Supplied records →
-=-=-

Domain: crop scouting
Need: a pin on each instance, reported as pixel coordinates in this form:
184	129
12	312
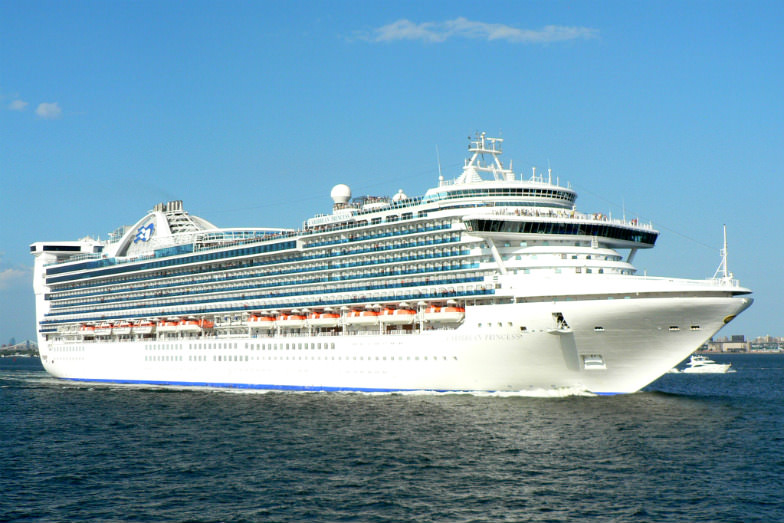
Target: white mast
722	269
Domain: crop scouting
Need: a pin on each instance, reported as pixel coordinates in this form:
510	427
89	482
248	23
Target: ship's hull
608	347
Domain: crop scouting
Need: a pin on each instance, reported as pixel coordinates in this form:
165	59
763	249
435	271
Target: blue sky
250	112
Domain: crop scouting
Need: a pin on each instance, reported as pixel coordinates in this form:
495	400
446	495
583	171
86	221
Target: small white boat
703	365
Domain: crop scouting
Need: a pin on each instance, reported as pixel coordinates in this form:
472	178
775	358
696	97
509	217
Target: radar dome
341	193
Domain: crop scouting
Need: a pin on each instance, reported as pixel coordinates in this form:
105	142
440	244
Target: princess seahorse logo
144	232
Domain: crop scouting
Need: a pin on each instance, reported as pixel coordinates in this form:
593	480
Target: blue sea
688	448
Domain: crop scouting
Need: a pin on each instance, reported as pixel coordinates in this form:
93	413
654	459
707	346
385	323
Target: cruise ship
491	281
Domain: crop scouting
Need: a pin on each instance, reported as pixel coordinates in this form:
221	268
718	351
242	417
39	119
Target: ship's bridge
492	180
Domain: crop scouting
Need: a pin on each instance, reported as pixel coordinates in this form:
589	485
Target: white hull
634	347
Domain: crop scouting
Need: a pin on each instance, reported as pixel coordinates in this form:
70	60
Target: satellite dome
399	196
341	193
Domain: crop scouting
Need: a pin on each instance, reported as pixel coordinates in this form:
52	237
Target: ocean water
688	448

-=-=-

Work required → Word for word, retype all of the data above, but include no pictures.

Solution to this problem →
Domain: crop scouting
Need: a pin on each instance, reported as pixel coordinates in this form:
184	129
12	312
Target: white mast
722	269
Domain: crop scouting
Need: a pin on each instance, reported as pixel coordinates in this form:
510	427
89	482
248	23
Target: ship's hull
608	347
Domain: crop scouting
Need: a pin on each instance, reported as pixel coordinates in this form:
165	59
763	249
435	271
Target: blue sky
250	112
Domain: crop scouting
Need: a pin on each instance, reported as pixel coordinates in this form:
495	400
446	495
583	171
86	221
Target: small white boat
703	365
Domain: crop scouting
Need: a pin on each instance, reported as pixel coordinates in this form:
472	178
775	358
696	97
509	217
Target: radar dome
341	193
Domain: crop scouting
Need: a pin on each instance, reported as pixel coordinates in this form:
105	142
440	244
Target: princess seahorse logo
144	232
Domain: crop scouting
Need: a pin on each instance, reported as pixel coordinates in this form:
593	480
Target: blue sea
688	448
Domain: crop scouting
Need: a pin on each instance, reported as pixel coordinates in this form:
93	413
654	459
707	346
385	323
Target: cruise ship
491	281
Domain: crop scouting
Need: a pin on each instance, reported as pixel coordinates in this form:
221	268
718	351
242	417
39	119
Target: ship's bridge
492	180
Domain: crop scouting
Need: a pin on each instance, reported as pixel coordinates in this form:
589	485
Target: white hull
634	347
Domain: crop scouting
Need: a pin on each instance, reported as pixel coordinates in this form:
70	60
Target: satellite dome
399	196
341	193
Domain: crop scouting
Need: a pin on each instance, reported as pixel coordinates in this form:
52	237
Target: ocean water
688	448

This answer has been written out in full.